WHAT THIS EXERCISE ASKS ->
a. In the phase change article, rewrite the passage between "FutureHAUS, the lone" and "solidifies and melts.", inclusive, substituting "Abu Dhabi" for "Dubai".
b. Extend the phase change article past its final sentence.

SUPPLIED TEXT ->
------------------------------------------------------------

Phase Change Matters

The Virginia Tech team that won first place in the 2018 Solar Decathlon Middle East credits a good share of its success to the deft use of phase change material donated by Insolcorp LLC of New London, N.C.

FutureHAUS, the lone U.S. entry, topped 13 other finalists and more than 60 total entrants in the competition organized by the U.S. Department of Energy and the United Arab Emirates’ Dubai Electricity & Water Authority. Australia's University of Wollongong finished second. The finals took place in November in the desert heat of Dubai.

Insolcorp donated 400 square feet of two types of Infinite R PCM mats. Both are salt hydrates, one with a melt point of 21 degrees Celsius, the other a melt point of 22 degrees C. The phase change material acts as a thermal battery, absorbing and releasing thermal energy as it solidifies and melts.

The Virginia Tech team deployed the mats in the plenum of its 900-square-foot solar-powered house. The PCM allowed the team to take advantage of a rule that limited the use of solar energy to 8kw at any one time, with one exception: Unlimited use of solar energy for air conditioning was allowed during daily inspection periods to assure visitor comfort. The PCM mats, solidified during those periods, helped keep the house comfortable at other times. That helped the FutureHAUS achieve the highest score in net energy use, a key metric in the competition.

"Every team struggled with the 8kw limit," said Joseph Wheeler, right, lead faculty on FutureHAUS and co-director of Virginia Tech's Center for Design Research. "Typically, during peak energy, you would be generating lots and lots of power, which you could easily charge your batteries with, which you could easily run all your tasks, and you could feed the grid, and build up quite a bit of surplus so that you would remain energy positive throughout the two weeks of competition.

"But, since they limited inverter use at any one time to 8kw, it really put a limit to what our energy budget was. We saw phase change as batteries. A massive ton of batteries. ... It's more of a strategy for a competition than it is for a realized situation. But in a realized situation, we know the value of the PCM. Heat energy, cost of power being cheaper at night than during the day where you can charge your systems and load shift. Practically, PCMs make a lot of sense. And we wanted to have the PCMs in this house for practical reasons, not just for competition reasons. ...

------------------------------------------------------------

MATERIAL PROVIDED ->

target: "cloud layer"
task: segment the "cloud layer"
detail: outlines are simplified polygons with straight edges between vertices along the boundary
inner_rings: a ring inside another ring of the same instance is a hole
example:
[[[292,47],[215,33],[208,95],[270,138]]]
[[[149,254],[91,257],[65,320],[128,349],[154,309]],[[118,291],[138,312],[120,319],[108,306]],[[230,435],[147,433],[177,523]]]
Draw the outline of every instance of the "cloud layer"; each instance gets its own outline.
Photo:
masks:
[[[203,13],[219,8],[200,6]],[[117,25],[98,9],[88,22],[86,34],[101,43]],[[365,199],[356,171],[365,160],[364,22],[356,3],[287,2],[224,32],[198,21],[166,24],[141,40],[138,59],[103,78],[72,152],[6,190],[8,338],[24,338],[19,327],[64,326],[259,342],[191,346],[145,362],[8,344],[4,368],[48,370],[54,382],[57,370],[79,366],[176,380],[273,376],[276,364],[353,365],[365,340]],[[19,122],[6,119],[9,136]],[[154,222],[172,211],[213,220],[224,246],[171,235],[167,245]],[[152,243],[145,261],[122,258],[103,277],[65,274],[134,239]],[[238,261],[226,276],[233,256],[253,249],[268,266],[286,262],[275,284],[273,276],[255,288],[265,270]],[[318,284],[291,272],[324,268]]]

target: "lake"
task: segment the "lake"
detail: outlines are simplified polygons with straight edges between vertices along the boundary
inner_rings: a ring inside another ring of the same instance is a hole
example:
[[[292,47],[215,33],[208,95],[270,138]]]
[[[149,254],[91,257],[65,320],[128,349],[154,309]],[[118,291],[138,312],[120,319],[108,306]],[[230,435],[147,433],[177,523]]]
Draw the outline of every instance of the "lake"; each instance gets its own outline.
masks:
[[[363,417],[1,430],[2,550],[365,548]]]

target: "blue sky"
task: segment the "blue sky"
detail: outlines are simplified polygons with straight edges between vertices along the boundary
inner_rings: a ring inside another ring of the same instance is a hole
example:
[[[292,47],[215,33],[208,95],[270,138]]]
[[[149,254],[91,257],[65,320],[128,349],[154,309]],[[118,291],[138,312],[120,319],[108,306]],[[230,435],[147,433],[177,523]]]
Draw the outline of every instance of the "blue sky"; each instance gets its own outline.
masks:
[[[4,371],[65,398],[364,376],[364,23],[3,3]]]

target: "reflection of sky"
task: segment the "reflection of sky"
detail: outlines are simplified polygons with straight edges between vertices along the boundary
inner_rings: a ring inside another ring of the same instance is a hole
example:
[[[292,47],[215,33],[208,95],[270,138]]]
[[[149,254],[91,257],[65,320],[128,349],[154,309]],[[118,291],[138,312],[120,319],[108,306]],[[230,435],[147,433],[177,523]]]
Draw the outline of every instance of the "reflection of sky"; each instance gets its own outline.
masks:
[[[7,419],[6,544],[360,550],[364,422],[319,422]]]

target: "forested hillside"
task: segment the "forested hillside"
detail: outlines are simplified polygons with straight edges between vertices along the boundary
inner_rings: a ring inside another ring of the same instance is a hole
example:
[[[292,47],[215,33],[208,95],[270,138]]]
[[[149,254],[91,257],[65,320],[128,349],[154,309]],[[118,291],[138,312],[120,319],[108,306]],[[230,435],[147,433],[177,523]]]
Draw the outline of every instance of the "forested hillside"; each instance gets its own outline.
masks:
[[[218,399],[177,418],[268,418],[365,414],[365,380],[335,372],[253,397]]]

------------------------------------------------------------

PER-TASK ANSWERS ->
a.
FutureHAUS, the lone U.S. entry, topped 13 other finalists and more than 60 total entrants in the competition organized by the U.S. Department of Energy and the United Arab Emirates’ Abu Dhabi Electricity & Water Authority. Australia's University of Wollongong finished second. The finals took place in November in the desert heat of Abu Dhabi.

Insolcorp donated 400 square feet of two types of Infinite R PCM mats. Both are salt hydrates, one with a melt point of 21 degrees Celsius, the other a melt point of 22 degrees C. The phase change material acts as a thermal battery, absorbing and releasing thermal energy as it solidifies and melts.

b.
"In simple terms, we eased the demand for the HVAC every afternoon. It was the hottest time of the day and it was also the time when we were getting less power from the solar panels because the sun was moving down. It was a critical time because we knew that once the sun went down, we had to survive on battery. And we had a limit. They limited every house to 15kw of battery."

The FutureHAUS team finished in the top three in eight of the competition's 10 categories: first place in Architecture, House Functioning and Sustainable Transportation; second place in Sustainability and Innovation; and third place in Engineering/Construction, Energy Efficiency and Comfort Conditions.

The FutureHAUS entry was a two-year university-wide effort. More than 100 Virginia Tech students helped design and build the structure, with help from faculty members in architecture, urban studies, science, engineering and other departments.

The house consists of 18 modular  "cartridges" built inside a Virginia Tech research facility. It was first assembled on campus in Blacksburg, Va., last summer. After testing, it was disassembled, shipped to Dubai and then reassembled at the competition site in just two days. It has since been shipped back to Blacksburg, where it will undergo testing to measure its various energy-saving components.

"We now have a system in place where we can collect data and can truly test the performance," Wheeler said. "We know the PCM worked for us during the competition because we did have some temperature sensors in the ceiling. And so we were able to prove that we were reaching the pre-state when those PCMs were being charged. But we really want to collect a lot more data and look at it in real-world situations."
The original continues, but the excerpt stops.